-- start Data to use --
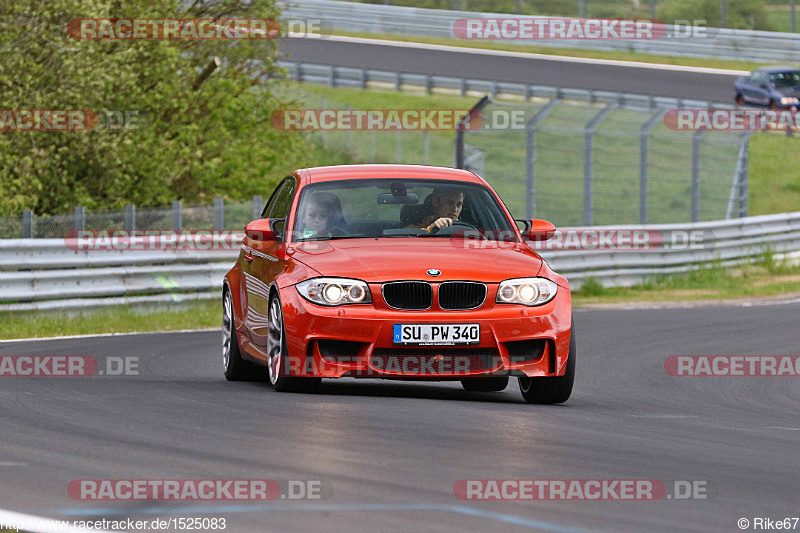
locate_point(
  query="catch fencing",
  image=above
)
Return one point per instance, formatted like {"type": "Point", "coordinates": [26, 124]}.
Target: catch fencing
{"type": "Point", "coordinates": [739, 45]}
{"type": "Point", "coordinates": [575, 157]}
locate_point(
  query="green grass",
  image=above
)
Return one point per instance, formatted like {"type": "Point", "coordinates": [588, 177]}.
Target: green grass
{"type": "Point", "coordinates": [567, 52]}
{"type": "Point", "coordinates": [774, 183]}
{"type": "Point", "coordinates": [115, 319]}
{"type": "Point", "coordinates": [560, 157]}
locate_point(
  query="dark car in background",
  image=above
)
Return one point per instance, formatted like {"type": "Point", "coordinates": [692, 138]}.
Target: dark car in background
{"type": "Point", "coordinates": [773, 87]}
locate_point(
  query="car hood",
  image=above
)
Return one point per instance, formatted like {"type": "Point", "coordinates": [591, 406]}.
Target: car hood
{"type": "Point", "coordinates": [789, 91]}
{"type": "Point", "coordinates": [387, 259]}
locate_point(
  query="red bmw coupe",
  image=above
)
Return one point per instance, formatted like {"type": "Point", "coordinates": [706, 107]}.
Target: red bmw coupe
{"type": "Point", "coordinates": [399, 272]}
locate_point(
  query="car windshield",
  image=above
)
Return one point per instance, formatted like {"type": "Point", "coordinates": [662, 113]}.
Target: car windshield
{"type": "Point", "coordinates": [789, 78]}
{"type": "Point", "coordinates": [386, 208]}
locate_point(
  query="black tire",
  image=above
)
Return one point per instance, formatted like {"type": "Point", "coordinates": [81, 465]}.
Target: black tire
{"type": "Point", "coordinates": [277, 352]}
{"type": "Point", "coordinates": [555, 389]}
{"type": "Point", "coordinates": [235, 367]}
{"type": "Point", "coordinates": [493, 384]}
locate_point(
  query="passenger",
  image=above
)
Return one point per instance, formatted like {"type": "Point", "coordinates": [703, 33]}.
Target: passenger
{"type": "Point", "coordinates": [447, 204]}
{"type": "Point", "coordinates": [321, 214]}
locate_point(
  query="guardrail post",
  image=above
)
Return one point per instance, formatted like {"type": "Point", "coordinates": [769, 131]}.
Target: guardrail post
{"type": "Point", "coordinates": [398, 147]}
{"type": "Point", "coordinates": [744, 181]}
{"type": "Point", "coordinates": [80, 218]}
{"type": "Point", "coordinates": [696, 144]}
{"type": "Point", "coordinates": [530, 156]}
{"type": "Point", "coordinates": [219, 213]}
{"type": "Point", "coordinates": [643, 173]}
{"type": "Point", "coordinates": [130, 217]}
{"type": "Point", "coordinates": [587, 161]}
{"type": "Point", "coordinates": [27, 224]}
{"type": "Point", "coordinates": [177, 218]}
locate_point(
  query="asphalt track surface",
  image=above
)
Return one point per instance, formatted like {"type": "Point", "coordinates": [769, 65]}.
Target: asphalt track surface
{"type": "Point", "coordinates": [388, 453]}
{"type": "Point", "coordinates": [709, 86]}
-- end Data to use --
◆ To be done
Which lines of the records contain the word "instance"? Report every such line in full, counting a line only when its case matches.

◆ Answer to the problem
Return one point per instance, formatted like {"type": "Point", "coordinates": [26, 124]}.
Return one point per instance, formatted like {"type": "Point", "coordinates": [588, 177]}.
Return one point per instance, formatted like {"type": "Point", "coordinates": [692, 138]}.
Return one point per instance, formatted like {"type": "Point", "coordinates": [591, 406]}.
Return one point per instance, formatted like {"type": "Point", "coordinates": [706, 107]}.
Return one point per instance, formatted like {"type": "Point", "coordinates": [662, 113]}.
Return one point per instance, formatted like {"type": "Point", "coordinates": [81, 465]}.
Return one point per instance, formatted like {"type": "Point", "coordinates": [703, 33]}.
Return one point per instance, formatted like {"type": "Point", "coordinates": [769, 131]}.
Return one point per instance, formatted like {"type": "Point", "coordinates": [769, 65]}.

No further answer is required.